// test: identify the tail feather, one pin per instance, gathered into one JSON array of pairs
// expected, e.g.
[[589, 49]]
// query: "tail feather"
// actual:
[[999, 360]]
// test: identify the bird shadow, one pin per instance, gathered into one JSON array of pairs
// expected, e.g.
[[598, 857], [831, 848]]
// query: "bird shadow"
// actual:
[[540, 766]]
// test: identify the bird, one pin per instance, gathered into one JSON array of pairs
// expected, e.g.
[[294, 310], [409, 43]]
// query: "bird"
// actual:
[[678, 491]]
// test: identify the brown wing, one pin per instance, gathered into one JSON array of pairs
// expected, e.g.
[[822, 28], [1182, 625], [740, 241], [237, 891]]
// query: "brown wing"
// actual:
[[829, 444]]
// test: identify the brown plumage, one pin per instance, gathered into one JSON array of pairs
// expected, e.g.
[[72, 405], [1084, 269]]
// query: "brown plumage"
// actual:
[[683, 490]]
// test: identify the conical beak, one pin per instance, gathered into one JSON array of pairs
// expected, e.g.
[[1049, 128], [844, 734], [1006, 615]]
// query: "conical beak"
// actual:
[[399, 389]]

▬▬▬▬▬▬▬▬▬▬

Reproduce the listing with "one pin per instance" replaced by "one point per instance" wherever it occurs, keeping everything else unchanged.

### OUTPUT FOR THIS TASK
// test: identify the tail feather, one point per instance, gathered into one JSON array of pairs
// expected, e.g.
[[589, 49]]
// query: "tail feather"
// actual:
[[999, 360]]
// test: identify the bird shadow, one point per instance, gathered into one JSON array of pairs
// expected, e.g.
[[598, 857], [831, 848]]
// query: "bird shadow"
// actual:
[[540, 766]]
// test: identify the bird, one point per instance, gathered into one JSON array of pairs
// expected, e.g.
[[294, 310], [409, 43]]
// query: "bird"
// actual:
[[678, 491]]
// test: identify the brown wing, one point per instance, gathered into one JSON array of pairs
// expected, e.g.
[[822, 28], [1182, 625], [740, 241], [237, 891]]
// query: "brown wing"
// actual:
[[829, 444]]
// test: identify the brown plumage, one point per instance, gathered into one JSON array of pairs
// expected, e.g.
[[72, 405], [1084, 269]]
// query: "brown plumage"
// actual:
[[683, 490]]
// test: identify the conical beak, one point per instance, gathered into one JSON array of pairs
// expected, e.g.
[[1049, 128], [844, 734], [1006, 615]]
// query: "conical beak"
// actual:
[[399, 389]]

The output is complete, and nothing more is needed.